### Work to complete
Extract the lines of the listing between the line holding "Expected: for every instance of the cabinet drawer" and the line holding "x=171 y=359", inclusive, and reproduce them without changes.

### Material to process
━━━━━━━━━━━━━━━━
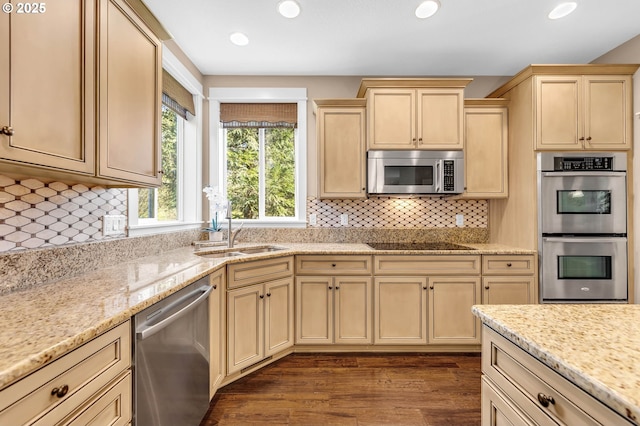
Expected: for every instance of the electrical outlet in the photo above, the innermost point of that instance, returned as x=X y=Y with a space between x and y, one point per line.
x=113 y=224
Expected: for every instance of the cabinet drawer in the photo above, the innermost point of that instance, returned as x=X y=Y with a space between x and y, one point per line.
x=526 y=381
x=84 y=371
x=332 y=265
x=247 y=273
x=426 y=265
x=508 y=265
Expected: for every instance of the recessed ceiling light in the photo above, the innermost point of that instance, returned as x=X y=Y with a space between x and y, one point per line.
x=427 y=8
x=562 y=10
x=289 y=8
x=239 y=39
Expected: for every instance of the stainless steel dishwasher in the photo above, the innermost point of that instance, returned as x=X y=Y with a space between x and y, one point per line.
x=171 y=359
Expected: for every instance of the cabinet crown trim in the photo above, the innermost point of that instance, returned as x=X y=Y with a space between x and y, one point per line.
x=564 y=69
x=414 y=83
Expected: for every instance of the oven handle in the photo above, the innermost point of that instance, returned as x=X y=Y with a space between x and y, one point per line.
x=148 y=331
x=572 y=174
x=583 y=239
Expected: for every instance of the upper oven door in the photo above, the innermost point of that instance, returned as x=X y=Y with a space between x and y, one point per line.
x=402 y=176
x=583 y=202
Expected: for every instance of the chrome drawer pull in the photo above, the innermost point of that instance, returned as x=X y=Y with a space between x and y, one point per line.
x=60 y=392
x=545 y=400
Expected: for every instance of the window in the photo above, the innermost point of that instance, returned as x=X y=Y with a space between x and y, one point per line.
x=161 y=204
x=258 y=158
x=176 y=205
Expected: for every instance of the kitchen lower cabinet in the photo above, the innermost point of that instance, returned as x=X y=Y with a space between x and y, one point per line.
x=333 y=310
x=259 y=322
x=400 y=310
x=89 y=385
x=509 y=279
x=519 y=389
x=450 y=317
x=217 y=330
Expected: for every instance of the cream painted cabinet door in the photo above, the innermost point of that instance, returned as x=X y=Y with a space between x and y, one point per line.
x=583 y=112
x=486 y=172
x=450 y=317
x=558 y=113
x=47 y=87
x=217 y=329
x=440 y=120
x=245 y=323
x=353 y=310
x=391 y=118
x=278 y=311
x=513 y=290
x=314 y=310
x=341 y=150
x=607 y=112
x=400 y=310
x=130 y=59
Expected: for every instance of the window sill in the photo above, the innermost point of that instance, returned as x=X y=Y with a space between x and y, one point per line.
x=162 y=227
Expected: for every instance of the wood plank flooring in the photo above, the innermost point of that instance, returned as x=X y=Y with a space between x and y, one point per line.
x=354 y=389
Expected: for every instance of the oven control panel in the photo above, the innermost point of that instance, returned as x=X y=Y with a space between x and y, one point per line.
x=582 y=163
━━━━━━━━━━━━━━━━
### Exercise result
Expected: for every instance of the cabinet drawer in the photo above, the innermost point of that instance, returned as x=X y=Y with a space between x and y, one point per line.
x=526 y=381
x=84 y=371
x=332 y=265
x=247 y=273
x=426 y=265
x=508 y=265
Expected: for every instance of the recessed ceiling light in the photo above, the innermost point of that instance, returned as x=X y=Y with a space between x and y, one point per line.
x=427 y=8
x=562 y=10
x=289 y=8
x=239 y=39
Expected: for every instance of the stainless steel dishwasher in the photo above, the innermost point of that instance, returned as x=X y=Y with a space between x and y, one point per line.
x=171 y=359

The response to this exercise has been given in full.